We just can't get enough salt. Chips, nachos, and popcorn make the ideal party foods; they're easy to share, great for casual snacking, and the perfect finger foods. But too much of a good thing can be trouble. Not only are they a high-calorie, low-nutrient food, many chips and other salty snacks contain Scary Seven ingredients like MSG (monosodium glutamate) and partially hydrogenated oils (trans fats) that can wreak havoc on your health.
Things to Consider When Choosing Salty Snacks
• Potato chip ingredients should be simple: potatoes + oil + salt. But some seasoned varieties may contain flavor enhancers – some natural, some not. • Glutamate, an amino acid, occurs naturally in many foods, but the problem arises when flavor-enhancing compounds called free glutamates are added to foods, as is the case with MSG. They act as excitatory neurotransmitters, causing the nerves in your brain to fire rapidly and repeatedly. While this stimulation heightens our sense of taste, it also can cause a variety of symptoms, including impaired memory, perception, cognition, and motor skills.
• Yeast Extract is a flavor-enhancing additive containing free glutamic acid, a component of MSG, but is less concentrated. Also, its extracting process is less harsh, in that it doesn't require the use of chemicals the way MSG does. You may still have a reaction to foods containing yeast extract, since it is a form of free glutamic acid.

[Extracted information]
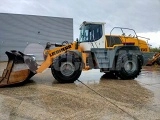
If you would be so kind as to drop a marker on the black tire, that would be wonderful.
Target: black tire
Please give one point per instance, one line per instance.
(128, 66)
(66, 75)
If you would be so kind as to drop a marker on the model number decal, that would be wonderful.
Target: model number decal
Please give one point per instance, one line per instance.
(61, 50)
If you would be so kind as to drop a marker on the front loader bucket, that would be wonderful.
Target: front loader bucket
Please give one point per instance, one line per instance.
(16, 71)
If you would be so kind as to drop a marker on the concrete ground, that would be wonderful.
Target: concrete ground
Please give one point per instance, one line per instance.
(43, 98)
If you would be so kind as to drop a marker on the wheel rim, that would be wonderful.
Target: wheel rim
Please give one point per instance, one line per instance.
(130, 66)
(67, 69)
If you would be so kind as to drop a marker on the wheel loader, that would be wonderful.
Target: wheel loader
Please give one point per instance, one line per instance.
(93, 50)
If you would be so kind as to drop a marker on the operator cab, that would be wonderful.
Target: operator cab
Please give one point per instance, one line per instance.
(92, 35)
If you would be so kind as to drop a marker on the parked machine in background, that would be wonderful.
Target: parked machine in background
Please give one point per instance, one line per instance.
(93, 50)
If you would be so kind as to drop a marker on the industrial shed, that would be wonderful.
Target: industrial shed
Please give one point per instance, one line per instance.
(30, 33)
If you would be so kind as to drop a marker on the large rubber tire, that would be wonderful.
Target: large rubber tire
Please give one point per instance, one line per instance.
(128, 66)
(72, 71)
(110, 75)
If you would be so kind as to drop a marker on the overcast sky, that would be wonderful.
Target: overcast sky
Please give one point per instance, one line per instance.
(141, 15)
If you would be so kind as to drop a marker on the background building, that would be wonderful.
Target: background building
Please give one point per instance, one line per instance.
(30, 33)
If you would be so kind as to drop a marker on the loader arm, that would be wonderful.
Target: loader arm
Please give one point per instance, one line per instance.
(53, 53)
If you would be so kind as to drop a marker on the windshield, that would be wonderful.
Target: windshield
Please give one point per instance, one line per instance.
(90, 33)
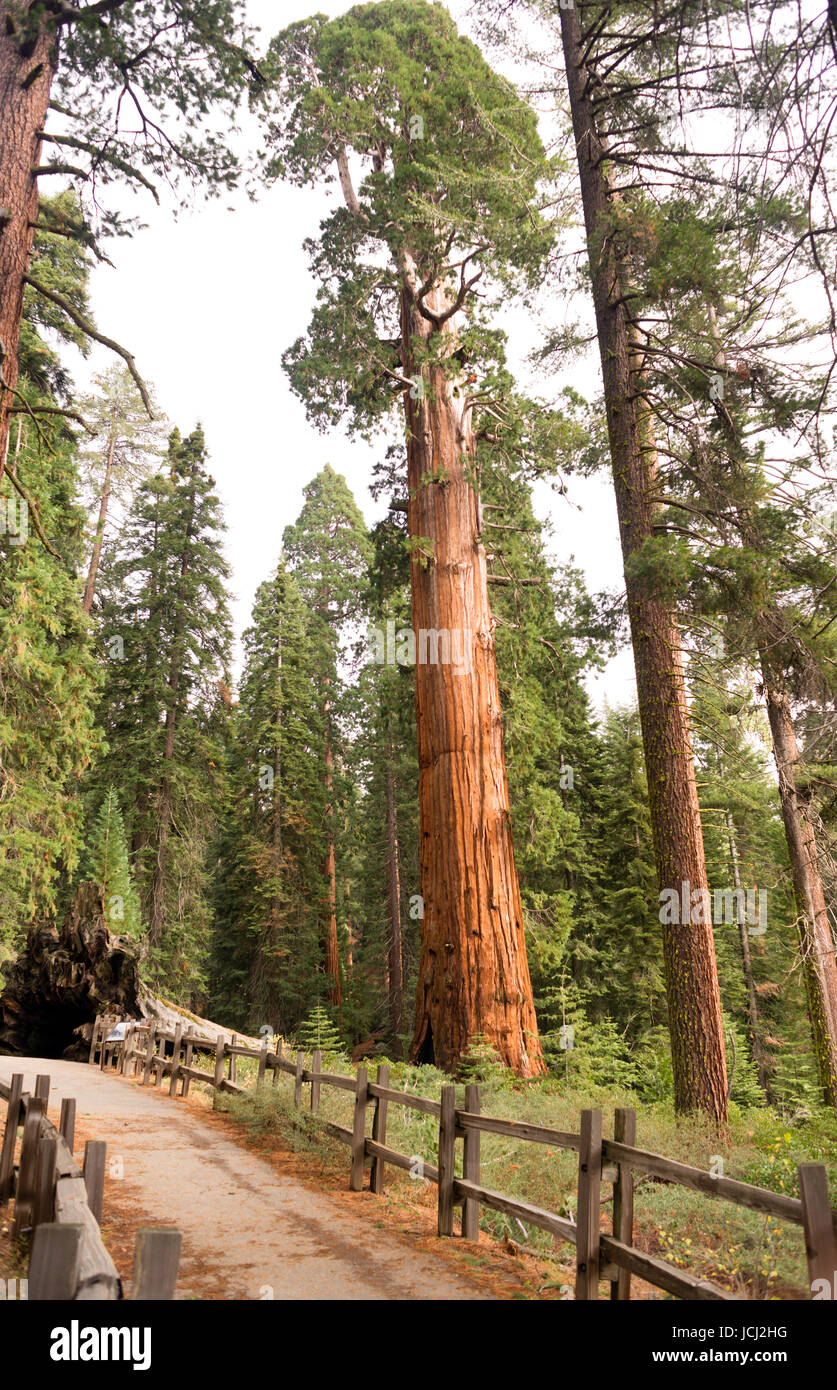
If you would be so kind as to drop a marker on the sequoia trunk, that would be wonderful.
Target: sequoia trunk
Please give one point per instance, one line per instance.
(816, 944)
(688, 947)
(25, 79)
(473, 973)
(395, 977)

[Requirement 1] Could you copy the text on salty snacks word for word, starting with "Things to Consider" and going on through "and motor skills."?
[Requirement 2] Can you carry the text on salty snacks forward from its last sentence?
The material plays no part in this.

[Result 1]
Things to Consider When Choosing Salty Snacks
• Potato chip ingredients should be simple: potatoes + oil + salt. But some seasoned varieties may contain flavor enhancers – some natural, some not. • Glutamate, an amino acid, occurs naturally in many foods, but the problem arises when flavor-enhancing compounds called free glutamates are added to foods, as is the case with MSG. They act as excitatory neurotransmitters, causing the nerves in your brain to fire rapidly and repeatedly. While this stimulation heightens our sense of taste, it also can cause a variety of symptoms, including impaired memory, perception, cognition, and motor skills.

[Result 2]
• Foods that include less than 0.5 grams of trans fat per serving are allowed to state "0" trans fat on the Nutrition Facts panel-it's a label loophole. If you see an ingredient listed as "partially hydrogenated", avoid it because that means the product does contain trans fat. Trans fat not only increases the risk of heat attack by raising LDL and triglyceride levels but also has been linked to prostate cancer, breast cancer, Alzheimer's disease, diabetes, and obesity.
• Mindlessly knocking back a whole bag of potato chips is equivalent to eating about five servings. That's around 750 calories and 40 grams of fat! Measure your portion size according to the package before you snack.
• Baked chips give the illusion that since they are not friend, they are a healthy snack to be eaten with abandon. Remember, they are still a treat and contain quite a bit of sodium.
• The word Lite on a label implies the product is low in calories, but it may be referring instead to the color, flavor, or texture. Read the Nutrition Facts panel and the small print on the package to carefully to determine what "lite" really means.
• After evaluating the most popular brands of plain and multigrain tortilla chips, we found the ingredients to be relatively clean, with the major ingredients being corn, vegetable oil, and salt. The biggest difference is that the natural varieties use organic, non-GMO corn.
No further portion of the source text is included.